● **PROVIDED MATERIAL**
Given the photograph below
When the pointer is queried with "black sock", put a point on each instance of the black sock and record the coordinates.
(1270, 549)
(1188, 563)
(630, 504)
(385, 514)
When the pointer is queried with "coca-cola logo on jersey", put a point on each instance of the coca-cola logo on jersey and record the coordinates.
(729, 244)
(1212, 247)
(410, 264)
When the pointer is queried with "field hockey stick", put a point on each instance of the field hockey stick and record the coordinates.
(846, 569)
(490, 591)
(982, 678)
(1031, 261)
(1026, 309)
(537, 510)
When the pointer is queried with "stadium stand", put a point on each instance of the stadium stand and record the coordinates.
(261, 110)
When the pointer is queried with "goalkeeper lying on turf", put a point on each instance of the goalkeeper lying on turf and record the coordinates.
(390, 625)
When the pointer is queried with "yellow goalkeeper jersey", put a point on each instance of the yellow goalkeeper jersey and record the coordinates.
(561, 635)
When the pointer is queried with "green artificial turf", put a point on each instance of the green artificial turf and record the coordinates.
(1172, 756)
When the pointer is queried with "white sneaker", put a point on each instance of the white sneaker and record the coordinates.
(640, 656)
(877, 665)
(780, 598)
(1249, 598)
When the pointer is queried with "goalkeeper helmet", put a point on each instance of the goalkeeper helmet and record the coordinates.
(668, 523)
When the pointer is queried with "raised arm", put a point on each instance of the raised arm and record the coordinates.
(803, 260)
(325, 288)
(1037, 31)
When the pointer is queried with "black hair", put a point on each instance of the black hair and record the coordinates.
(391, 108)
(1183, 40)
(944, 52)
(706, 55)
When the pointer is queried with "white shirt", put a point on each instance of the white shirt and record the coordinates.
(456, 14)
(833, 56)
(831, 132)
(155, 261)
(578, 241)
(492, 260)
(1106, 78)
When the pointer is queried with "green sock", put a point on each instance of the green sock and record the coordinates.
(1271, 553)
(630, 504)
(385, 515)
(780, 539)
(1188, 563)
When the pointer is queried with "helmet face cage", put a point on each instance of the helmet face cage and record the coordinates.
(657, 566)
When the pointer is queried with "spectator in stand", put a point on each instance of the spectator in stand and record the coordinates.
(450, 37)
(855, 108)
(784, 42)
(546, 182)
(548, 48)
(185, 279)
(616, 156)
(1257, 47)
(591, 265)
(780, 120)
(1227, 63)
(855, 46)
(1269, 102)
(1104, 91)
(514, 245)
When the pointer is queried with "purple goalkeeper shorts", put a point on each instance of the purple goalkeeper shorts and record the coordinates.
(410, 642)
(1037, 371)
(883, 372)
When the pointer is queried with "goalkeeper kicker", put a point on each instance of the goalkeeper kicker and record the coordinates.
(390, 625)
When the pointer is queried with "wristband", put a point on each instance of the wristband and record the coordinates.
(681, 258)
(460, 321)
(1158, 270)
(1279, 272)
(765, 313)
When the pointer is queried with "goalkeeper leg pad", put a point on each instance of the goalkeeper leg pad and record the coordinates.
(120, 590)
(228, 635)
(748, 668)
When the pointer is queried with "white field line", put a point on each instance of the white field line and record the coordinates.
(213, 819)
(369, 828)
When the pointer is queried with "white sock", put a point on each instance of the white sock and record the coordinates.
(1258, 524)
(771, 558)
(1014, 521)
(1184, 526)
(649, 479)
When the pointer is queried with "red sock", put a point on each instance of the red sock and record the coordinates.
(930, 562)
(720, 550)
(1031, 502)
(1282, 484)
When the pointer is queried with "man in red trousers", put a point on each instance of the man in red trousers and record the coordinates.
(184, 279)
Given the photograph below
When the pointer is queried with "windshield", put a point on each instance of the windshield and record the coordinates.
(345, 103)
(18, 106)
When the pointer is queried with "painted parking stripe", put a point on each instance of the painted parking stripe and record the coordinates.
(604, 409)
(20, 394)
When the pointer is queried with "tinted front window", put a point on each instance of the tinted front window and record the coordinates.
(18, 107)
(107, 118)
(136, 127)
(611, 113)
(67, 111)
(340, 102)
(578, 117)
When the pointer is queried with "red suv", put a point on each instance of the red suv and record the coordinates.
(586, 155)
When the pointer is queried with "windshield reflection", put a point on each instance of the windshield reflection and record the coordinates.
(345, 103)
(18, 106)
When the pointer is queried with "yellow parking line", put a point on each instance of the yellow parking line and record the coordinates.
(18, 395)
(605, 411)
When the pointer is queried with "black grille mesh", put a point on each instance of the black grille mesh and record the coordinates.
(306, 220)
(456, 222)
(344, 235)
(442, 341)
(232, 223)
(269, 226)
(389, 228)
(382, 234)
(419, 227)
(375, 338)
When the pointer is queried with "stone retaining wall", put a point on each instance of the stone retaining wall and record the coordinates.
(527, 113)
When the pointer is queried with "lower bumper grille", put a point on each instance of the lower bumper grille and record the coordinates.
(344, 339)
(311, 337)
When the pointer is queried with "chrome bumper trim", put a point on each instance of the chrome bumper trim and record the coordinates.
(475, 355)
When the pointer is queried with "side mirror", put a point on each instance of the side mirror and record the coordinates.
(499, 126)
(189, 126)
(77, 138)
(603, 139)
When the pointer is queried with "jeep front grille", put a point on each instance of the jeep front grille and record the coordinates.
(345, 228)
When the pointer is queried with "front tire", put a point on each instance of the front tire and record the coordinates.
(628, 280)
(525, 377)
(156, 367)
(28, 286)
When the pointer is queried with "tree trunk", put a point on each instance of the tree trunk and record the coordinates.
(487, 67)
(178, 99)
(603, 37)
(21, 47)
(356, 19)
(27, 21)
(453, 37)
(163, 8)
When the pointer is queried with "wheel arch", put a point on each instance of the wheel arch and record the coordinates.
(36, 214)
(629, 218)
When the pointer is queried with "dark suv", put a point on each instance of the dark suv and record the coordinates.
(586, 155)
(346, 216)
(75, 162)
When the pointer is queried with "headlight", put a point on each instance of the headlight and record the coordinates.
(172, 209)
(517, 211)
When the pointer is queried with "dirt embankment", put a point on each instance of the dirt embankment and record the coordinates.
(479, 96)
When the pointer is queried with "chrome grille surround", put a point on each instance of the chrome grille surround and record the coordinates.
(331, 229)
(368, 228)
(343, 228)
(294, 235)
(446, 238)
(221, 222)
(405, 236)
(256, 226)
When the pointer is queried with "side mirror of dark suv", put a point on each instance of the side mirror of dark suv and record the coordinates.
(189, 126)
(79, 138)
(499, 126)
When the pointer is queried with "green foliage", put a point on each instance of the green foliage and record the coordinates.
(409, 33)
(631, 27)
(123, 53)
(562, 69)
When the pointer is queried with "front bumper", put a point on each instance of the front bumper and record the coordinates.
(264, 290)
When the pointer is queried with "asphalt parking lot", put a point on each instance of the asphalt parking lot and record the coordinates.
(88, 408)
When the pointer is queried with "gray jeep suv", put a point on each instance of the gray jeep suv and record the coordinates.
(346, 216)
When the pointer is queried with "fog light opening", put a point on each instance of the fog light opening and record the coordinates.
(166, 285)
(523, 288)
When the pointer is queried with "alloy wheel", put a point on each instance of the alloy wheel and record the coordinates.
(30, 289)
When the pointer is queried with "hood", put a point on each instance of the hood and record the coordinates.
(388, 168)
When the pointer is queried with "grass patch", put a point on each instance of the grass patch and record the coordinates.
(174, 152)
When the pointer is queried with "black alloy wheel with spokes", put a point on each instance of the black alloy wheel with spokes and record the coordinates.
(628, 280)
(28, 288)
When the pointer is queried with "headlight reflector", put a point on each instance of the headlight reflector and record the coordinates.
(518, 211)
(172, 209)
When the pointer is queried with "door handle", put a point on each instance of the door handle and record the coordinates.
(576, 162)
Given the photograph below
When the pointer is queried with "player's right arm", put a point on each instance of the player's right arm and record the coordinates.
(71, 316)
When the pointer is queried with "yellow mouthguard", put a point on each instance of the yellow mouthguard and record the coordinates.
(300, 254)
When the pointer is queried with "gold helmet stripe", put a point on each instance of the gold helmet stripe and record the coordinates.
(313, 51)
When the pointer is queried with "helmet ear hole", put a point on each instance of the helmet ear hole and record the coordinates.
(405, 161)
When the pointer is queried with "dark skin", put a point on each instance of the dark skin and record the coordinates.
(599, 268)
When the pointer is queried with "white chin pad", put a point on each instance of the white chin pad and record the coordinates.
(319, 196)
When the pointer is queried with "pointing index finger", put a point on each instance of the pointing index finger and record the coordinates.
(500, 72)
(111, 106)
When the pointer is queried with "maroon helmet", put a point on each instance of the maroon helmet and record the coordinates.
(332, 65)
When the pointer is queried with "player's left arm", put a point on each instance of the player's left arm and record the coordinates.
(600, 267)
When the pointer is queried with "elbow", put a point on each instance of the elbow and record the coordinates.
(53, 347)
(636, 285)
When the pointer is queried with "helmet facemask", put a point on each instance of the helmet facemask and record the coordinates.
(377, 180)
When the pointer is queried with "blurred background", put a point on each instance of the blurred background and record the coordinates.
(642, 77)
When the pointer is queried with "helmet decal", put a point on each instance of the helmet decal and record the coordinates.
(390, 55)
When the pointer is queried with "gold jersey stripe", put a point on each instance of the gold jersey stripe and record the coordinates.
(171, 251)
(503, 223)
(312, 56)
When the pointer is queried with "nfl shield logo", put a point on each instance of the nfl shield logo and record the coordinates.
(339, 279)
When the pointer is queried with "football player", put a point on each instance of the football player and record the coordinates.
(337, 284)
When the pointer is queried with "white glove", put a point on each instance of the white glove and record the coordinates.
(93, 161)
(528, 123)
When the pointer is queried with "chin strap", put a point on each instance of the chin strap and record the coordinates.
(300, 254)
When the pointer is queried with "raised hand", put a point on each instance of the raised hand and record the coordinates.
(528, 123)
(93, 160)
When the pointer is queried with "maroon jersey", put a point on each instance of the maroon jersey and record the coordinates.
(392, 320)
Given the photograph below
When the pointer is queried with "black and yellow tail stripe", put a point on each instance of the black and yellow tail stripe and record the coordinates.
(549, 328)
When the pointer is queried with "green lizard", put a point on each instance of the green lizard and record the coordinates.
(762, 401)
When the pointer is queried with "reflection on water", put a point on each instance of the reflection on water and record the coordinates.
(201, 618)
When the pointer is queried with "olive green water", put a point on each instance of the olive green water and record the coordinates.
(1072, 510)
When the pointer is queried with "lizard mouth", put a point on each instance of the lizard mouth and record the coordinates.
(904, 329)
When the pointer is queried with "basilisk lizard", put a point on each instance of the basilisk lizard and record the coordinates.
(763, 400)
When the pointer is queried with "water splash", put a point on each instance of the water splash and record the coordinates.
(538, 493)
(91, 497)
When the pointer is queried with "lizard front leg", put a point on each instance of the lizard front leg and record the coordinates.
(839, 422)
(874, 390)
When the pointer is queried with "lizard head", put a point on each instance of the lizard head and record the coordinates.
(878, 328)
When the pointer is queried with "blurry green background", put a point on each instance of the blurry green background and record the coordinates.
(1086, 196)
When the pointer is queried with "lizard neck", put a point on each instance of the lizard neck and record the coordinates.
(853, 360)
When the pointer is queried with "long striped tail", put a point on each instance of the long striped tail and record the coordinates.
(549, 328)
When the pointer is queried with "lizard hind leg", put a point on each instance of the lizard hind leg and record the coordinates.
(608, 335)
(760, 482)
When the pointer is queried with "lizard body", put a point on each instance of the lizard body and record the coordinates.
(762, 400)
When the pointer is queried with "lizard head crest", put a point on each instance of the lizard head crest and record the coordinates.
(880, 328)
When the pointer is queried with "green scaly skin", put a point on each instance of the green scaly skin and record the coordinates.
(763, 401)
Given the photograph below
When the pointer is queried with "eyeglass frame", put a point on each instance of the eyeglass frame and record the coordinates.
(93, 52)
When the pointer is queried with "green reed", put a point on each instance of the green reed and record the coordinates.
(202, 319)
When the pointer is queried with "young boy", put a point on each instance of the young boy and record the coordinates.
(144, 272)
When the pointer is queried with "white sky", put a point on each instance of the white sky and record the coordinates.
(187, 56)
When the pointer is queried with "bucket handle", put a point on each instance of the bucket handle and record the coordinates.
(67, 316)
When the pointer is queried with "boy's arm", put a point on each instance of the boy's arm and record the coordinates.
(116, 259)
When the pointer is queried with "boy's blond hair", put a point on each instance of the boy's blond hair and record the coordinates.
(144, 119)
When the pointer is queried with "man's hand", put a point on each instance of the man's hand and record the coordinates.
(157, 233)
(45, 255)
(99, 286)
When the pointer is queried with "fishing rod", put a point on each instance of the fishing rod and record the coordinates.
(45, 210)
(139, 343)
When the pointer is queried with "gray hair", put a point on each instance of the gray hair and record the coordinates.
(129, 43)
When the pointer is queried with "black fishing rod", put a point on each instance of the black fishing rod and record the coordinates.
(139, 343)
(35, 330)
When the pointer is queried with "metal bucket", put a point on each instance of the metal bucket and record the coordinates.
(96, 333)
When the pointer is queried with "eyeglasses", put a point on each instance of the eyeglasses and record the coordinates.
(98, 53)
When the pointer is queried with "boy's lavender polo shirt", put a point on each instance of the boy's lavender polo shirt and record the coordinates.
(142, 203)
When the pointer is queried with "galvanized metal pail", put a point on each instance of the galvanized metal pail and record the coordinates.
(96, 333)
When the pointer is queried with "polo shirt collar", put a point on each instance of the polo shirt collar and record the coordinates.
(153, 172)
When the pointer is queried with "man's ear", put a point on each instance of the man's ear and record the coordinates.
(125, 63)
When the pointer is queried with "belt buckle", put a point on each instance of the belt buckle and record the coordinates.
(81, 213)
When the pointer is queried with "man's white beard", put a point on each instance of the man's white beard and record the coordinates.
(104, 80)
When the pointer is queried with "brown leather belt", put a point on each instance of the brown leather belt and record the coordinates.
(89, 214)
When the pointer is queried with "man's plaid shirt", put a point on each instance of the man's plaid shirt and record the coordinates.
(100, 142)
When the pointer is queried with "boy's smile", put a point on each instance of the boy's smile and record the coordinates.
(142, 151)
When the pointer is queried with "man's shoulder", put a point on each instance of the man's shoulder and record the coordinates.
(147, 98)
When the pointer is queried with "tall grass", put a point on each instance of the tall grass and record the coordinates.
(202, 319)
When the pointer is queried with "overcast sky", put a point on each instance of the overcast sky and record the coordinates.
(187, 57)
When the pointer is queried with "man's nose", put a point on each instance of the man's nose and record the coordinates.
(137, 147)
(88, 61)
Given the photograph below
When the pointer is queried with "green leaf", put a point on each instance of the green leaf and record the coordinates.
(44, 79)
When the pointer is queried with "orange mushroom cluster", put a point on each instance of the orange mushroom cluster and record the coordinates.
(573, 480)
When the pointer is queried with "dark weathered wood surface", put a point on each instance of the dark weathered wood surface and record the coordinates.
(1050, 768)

● **TASK DESCRIPTION**
Reproduce the listing above from the line containing "surface and record the coordinates." through the end of the listing, both ends included, copying the request lines unchanged. Multiply every answer coordinate by 1.2 and round each result to the nearest whole number, with halves rounded up.

● **REPLY**
When the pointer is queried with "dark weathered wood surface", put a point on each instance of the dark weathered wood surface and record the coordinates.
(1260, 922)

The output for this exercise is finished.